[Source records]
--

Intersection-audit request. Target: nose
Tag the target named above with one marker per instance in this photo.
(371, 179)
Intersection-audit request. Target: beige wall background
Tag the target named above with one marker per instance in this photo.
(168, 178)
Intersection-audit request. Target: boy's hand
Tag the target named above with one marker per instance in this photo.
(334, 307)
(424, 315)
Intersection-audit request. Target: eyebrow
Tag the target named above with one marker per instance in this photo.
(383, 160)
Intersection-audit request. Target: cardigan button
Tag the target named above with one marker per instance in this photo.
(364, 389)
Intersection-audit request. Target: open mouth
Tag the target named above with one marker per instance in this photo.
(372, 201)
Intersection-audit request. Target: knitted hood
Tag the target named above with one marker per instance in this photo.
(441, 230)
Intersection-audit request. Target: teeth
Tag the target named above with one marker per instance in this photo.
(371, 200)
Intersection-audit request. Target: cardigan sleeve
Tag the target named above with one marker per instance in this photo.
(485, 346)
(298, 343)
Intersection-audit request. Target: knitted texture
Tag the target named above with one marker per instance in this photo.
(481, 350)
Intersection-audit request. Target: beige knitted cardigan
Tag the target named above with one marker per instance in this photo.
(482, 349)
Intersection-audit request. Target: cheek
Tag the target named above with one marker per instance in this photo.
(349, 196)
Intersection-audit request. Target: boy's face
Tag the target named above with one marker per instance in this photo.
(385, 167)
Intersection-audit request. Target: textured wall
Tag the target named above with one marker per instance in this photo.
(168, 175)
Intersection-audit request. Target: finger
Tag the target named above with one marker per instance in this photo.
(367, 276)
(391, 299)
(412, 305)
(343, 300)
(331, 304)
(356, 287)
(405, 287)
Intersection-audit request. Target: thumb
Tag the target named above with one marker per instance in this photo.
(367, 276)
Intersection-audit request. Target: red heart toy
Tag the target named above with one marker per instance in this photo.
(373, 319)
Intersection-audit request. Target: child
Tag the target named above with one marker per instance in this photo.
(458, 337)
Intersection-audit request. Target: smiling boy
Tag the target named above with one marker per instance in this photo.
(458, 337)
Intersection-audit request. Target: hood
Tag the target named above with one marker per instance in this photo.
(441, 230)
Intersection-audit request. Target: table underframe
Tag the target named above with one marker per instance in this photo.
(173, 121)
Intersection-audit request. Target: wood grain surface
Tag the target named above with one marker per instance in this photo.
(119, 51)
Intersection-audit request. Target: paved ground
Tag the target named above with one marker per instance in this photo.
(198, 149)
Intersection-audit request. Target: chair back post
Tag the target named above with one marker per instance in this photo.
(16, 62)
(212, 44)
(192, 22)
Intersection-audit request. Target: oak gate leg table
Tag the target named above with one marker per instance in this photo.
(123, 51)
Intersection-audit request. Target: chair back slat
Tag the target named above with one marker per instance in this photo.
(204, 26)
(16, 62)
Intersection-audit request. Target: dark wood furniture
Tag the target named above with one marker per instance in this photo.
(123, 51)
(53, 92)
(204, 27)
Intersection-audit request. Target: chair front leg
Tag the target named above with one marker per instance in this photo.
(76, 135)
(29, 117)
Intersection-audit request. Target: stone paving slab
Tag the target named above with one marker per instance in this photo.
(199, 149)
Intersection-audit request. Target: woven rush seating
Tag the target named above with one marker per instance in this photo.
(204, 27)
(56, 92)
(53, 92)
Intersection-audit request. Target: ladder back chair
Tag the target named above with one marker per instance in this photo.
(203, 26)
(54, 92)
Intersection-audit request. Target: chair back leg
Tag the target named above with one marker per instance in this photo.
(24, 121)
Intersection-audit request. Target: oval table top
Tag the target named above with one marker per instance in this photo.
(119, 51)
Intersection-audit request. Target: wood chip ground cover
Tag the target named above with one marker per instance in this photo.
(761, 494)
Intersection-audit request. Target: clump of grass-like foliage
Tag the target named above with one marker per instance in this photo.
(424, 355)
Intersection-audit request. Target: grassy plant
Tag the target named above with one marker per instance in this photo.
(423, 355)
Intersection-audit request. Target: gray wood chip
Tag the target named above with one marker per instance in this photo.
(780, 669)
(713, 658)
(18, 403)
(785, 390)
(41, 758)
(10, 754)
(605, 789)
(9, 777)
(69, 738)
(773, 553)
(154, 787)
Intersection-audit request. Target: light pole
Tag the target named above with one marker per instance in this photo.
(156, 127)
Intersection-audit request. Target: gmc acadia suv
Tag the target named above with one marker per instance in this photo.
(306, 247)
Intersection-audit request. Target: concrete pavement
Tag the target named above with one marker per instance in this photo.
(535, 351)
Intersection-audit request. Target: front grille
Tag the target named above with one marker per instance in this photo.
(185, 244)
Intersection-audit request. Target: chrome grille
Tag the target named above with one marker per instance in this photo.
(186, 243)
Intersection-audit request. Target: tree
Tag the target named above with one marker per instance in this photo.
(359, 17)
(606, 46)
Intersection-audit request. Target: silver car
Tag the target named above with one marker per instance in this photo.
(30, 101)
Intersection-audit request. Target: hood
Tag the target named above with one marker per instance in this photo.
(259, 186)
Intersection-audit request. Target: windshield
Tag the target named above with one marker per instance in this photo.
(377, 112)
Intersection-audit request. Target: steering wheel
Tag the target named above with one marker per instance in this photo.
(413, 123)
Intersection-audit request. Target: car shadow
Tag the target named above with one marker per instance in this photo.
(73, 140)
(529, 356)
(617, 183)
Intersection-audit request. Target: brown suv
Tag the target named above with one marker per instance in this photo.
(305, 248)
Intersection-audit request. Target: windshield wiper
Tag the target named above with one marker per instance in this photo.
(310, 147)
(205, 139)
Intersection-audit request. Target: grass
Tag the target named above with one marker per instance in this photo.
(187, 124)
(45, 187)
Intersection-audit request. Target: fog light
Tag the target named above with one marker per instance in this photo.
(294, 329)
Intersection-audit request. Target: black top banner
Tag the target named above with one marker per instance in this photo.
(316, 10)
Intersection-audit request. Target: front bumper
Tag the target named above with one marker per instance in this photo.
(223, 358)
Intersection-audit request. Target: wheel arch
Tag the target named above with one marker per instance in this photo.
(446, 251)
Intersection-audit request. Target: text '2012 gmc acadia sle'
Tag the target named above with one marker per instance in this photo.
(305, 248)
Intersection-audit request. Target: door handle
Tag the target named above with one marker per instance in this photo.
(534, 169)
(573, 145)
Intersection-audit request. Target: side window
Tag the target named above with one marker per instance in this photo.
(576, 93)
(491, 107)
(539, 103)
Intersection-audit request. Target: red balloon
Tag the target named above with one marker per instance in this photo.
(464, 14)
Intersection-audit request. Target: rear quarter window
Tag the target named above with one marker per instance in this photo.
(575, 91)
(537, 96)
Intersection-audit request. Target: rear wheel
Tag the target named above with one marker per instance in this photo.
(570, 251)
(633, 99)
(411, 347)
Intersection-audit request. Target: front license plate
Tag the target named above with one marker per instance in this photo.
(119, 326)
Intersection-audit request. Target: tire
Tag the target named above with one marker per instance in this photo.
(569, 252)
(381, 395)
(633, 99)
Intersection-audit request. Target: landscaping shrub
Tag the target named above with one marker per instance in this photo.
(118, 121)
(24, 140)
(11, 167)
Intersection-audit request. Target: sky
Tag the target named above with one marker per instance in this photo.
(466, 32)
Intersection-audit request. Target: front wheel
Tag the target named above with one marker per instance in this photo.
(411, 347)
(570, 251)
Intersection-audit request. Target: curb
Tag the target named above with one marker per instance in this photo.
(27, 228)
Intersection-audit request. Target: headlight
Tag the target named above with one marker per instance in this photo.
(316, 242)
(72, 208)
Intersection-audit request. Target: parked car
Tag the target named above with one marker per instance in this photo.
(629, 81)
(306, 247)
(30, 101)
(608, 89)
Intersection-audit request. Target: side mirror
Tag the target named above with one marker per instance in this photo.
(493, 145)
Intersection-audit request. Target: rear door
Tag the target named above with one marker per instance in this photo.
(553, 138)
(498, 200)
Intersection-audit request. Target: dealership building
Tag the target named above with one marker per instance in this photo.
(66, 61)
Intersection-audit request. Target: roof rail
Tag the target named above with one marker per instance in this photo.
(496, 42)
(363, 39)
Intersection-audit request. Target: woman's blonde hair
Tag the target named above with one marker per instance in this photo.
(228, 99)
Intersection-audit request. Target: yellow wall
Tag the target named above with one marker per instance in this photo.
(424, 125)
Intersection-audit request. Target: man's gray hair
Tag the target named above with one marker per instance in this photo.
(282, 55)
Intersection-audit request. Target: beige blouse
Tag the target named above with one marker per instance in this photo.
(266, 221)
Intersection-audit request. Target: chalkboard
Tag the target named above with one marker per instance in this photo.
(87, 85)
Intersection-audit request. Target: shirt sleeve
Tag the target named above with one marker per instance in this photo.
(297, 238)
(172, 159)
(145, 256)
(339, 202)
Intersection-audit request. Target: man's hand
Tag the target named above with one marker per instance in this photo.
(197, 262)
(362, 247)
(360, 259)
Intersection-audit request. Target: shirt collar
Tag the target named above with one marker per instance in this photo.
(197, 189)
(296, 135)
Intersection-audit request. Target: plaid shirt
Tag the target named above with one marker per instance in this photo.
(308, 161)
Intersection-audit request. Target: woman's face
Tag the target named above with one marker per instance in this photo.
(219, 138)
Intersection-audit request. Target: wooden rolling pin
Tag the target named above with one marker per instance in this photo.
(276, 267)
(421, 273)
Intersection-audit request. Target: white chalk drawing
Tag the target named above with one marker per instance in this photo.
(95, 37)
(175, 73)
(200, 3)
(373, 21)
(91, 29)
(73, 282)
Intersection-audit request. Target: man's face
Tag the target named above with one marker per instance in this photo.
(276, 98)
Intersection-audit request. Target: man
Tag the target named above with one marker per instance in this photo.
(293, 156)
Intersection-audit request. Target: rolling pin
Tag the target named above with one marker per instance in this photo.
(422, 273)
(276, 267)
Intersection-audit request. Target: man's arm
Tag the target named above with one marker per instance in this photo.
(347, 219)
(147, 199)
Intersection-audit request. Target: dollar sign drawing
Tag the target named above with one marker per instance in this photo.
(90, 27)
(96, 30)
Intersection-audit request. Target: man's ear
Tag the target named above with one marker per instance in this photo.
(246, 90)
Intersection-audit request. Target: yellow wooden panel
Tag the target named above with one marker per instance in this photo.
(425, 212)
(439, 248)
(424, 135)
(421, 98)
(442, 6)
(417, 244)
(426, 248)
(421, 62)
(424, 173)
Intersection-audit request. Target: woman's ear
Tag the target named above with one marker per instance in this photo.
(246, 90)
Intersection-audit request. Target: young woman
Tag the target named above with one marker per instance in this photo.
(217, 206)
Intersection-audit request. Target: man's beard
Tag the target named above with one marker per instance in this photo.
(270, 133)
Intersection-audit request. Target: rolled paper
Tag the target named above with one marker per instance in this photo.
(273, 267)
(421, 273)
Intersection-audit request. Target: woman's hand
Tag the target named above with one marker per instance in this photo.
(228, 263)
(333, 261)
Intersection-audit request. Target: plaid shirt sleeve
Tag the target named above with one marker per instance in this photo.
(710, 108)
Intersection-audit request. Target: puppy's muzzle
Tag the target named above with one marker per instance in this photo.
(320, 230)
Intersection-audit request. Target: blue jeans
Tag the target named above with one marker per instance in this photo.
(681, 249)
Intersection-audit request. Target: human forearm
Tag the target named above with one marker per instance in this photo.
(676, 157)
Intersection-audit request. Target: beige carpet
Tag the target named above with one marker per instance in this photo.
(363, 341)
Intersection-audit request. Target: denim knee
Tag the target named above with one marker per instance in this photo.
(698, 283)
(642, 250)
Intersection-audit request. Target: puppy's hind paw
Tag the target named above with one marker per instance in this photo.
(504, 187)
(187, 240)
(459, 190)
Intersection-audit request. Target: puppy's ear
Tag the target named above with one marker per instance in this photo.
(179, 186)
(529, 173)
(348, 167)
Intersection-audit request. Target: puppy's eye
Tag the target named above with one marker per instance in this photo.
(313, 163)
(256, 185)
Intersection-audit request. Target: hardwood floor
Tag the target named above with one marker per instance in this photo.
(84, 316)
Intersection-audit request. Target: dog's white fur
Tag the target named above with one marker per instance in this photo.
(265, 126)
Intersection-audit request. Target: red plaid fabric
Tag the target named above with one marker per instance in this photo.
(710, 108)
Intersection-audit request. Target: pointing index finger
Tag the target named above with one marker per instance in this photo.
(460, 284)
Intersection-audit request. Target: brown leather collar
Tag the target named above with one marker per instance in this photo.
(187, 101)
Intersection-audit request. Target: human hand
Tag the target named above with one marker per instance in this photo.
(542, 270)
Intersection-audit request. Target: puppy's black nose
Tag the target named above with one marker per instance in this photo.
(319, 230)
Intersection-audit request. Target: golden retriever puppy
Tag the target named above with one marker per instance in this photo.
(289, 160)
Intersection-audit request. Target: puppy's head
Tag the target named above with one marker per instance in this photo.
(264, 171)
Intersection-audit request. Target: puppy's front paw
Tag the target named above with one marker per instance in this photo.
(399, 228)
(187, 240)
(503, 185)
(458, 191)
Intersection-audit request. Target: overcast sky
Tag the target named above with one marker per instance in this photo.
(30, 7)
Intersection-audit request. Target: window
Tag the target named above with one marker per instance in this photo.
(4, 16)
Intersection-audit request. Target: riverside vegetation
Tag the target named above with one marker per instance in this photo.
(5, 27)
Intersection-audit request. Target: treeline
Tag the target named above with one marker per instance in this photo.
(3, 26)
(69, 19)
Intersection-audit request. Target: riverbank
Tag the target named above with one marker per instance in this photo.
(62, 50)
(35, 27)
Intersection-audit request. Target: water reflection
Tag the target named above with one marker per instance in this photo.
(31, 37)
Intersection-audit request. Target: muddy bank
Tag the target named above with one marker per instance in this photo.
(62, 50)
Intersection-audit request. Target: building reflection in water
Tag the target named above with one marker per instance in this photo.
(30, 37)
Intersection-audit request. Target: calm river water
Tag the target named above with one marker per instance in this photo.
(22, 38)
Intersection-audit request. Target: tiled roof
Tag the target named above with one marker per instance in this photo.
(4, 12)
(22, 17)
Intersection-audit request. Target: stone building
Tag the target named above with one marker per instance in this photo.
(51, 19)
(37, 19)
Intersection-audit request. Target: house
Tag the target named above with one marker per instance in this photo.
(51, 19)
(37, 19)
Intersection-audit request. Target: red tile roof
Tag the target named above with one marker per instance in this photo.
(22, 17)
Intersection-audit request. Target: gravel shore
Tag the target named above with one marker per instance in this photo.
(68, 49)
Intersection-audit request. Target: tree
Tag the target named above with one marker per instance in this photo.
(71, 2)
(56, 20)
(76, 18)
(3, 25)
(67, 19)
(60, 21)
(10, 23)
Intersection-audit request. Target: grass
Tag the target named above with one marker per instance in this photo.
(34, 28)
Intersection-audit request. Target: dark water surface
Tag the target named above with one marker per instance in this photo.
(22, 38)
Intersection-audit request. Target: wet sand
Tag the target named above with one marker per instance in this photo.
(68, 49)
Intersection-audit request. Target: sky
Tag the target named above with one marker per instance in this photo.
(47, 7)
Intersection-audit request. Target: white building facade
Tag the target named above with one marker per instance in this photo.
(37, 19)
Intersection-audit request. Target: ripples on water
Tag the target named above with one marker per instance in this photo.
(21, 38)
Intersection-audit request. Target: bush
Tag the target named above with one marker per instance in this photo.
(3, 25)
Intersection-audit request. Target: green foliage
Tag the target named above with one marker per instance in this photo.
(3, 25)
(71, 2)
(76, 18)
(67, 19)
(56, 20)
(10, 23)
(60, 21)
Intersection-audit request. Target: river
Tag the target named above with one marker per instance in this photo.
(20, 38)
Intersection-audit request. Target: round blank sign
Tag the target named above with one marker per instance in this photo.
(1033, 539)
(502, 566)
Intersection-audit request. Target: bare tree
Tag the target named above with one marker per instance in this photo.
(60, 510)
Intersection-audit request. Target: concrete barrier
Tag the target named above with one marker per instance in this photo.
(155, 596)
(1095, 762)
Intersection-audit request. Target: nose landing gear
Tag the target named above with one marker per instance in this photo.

--

TASK GOAL -> Give back, word for word, only the lines above from the line holding "Intersection-audit request. Target: eyebrow" to the line holding "Intersection-audit request. Target: finger", both included.

RESULT ->
Intersection-audit request. Target: eyebrow
Tag the target named above with one marker per instance in this photo.
(383, 160)
Intersection-audit request. Target: cardigan button
Tag the target named above with one marker per instance in this photo.
(364, 389)
Intersection-audit request. Target: open mouth
Tag the target named above with one marker per instance in this photo.
(372, 201)
Intersection-audit request. Target: knitted hood
Tag the target named above with one marker per instance in this photo.
(441, 230)
Intersection-audit request. Target: teeth
Tag the target named above with one marker per instance in this photo.
(371, 200)
Intersection-audit request. Target: cardigan sleeve
Tag the target named above with one marker per instance in this photo.
(485, 346)
(298, 343)
Intersection-audit request. Target: knitted texture
Tag the target named above with one marker per instance in this photo.
(481, 350)
Intersection-audit request. Target: beige knitted cardigan
Tag the target named above with one marker per instance in this photo.
(482, 349)
Intersection-audit request. Target: cheek
Tag the target named above with one marker per instance in this photo.
(349, 196)
Intersection-audit request. Target: boy's face
Tag the target named above with one marker per instance in this photo.
(385, 167)
Intersection-audit request. Target: textured wall
Tag the target named above with one marker per instance in this photo.
(168, 175)
Intersection-audit request. Target: finger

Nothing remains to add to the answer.